## start Provided data
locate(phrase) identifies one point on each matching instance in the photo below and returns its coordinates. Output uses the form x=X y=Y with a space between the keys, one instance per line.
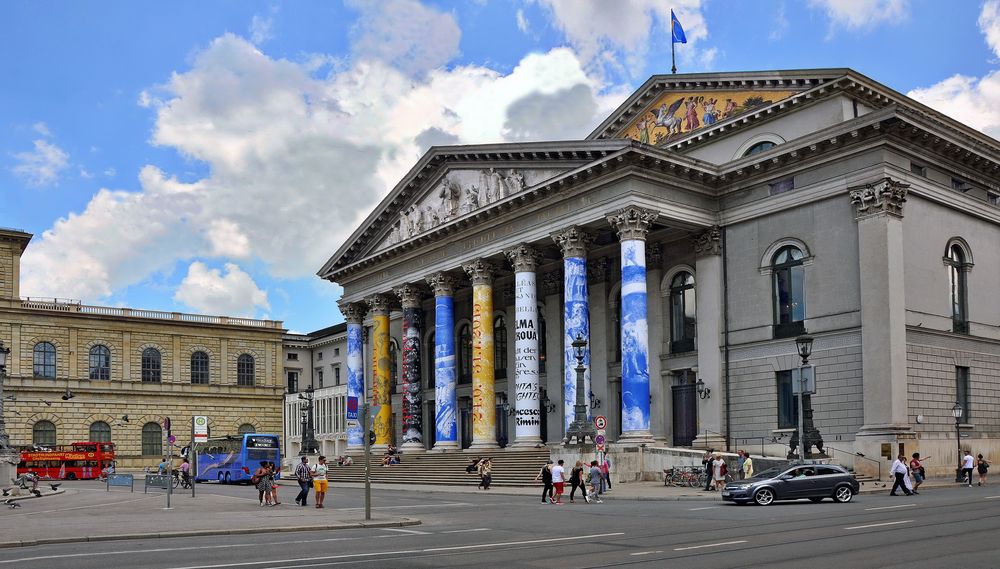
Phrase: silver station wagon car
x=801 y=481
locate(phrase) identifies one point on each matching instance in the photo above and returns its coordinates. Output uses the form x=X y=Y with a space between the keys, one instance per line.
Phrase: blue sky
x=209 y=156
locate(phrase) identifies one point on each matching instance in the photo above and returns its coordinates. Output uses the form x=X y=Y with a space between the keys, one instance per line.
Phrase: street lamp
## end Provided data
## start Provided data
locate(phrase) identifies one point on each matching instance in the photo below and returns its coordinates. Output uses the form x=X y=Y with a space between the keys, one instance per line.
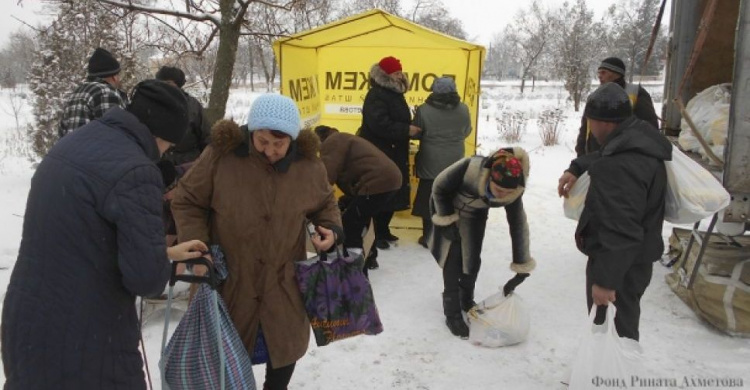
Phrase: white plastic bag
## end Provided data
## start Provided data
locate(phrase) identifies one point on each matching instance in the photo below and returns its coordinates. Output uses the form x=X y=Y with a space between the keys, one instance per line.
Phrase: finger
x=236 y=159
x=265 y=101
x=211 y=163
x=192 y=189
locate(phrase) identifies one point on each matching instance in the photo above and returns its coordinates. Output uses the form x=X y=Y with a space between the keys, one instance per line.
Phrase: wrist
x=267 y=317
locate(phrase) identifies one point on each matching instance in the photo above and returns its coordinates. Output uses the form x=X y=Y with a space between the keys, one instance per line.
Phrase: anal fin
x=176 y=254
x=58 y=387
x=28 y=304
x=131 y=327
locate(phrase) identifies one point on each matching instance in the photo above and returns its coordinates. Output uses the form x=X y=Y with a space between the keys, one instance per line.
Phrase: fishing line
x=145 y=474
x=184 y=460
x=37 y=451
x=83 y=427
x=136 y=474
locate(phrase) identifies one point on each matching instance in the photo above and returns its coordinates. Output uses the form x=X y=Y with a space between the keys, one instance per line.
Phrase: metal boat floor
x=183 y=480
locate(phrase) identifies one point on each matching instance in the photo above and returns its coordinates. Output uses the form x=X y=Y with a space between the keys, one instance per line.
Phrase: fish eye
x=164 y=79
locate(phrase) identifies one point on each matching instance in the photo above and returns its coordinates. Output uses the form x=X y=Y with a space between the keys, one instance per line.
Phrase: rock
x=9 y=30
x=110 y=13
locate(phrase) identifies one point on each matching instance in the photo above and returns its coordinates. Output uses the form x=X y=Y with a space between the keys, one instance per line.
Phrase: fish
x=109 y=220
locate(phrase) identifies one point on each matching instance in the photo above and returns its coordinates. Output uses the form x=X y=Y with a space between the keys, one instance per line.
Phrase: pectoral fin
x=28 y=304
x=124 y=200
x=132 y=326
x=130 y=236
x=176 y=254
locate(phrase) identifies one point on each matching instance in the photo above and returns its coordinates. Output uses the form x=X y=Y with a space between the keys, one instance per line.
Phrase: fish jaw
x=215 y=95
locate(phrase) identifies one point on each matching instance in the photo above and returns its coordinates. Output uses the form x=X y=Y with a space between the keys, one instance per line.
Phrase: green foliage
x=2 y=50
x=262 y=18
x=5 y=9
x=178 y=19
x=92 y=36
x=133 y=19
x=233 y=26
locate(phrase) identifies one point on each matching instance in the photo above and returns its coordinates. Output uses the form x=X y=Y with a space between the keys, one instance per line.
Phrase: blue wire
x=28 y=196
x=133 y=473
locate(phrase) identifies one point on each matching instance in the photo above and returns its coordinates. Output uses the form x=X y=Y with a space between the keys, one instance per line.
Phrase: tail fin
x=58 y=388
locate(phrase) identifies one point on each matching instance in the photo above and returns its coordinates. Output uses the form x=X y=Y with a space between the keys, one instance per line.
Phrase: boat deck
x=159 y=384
## end Provided data
Written problem - How many lines in the rows above contain the string "boat"? Reply with the number alone.

Written reply - 2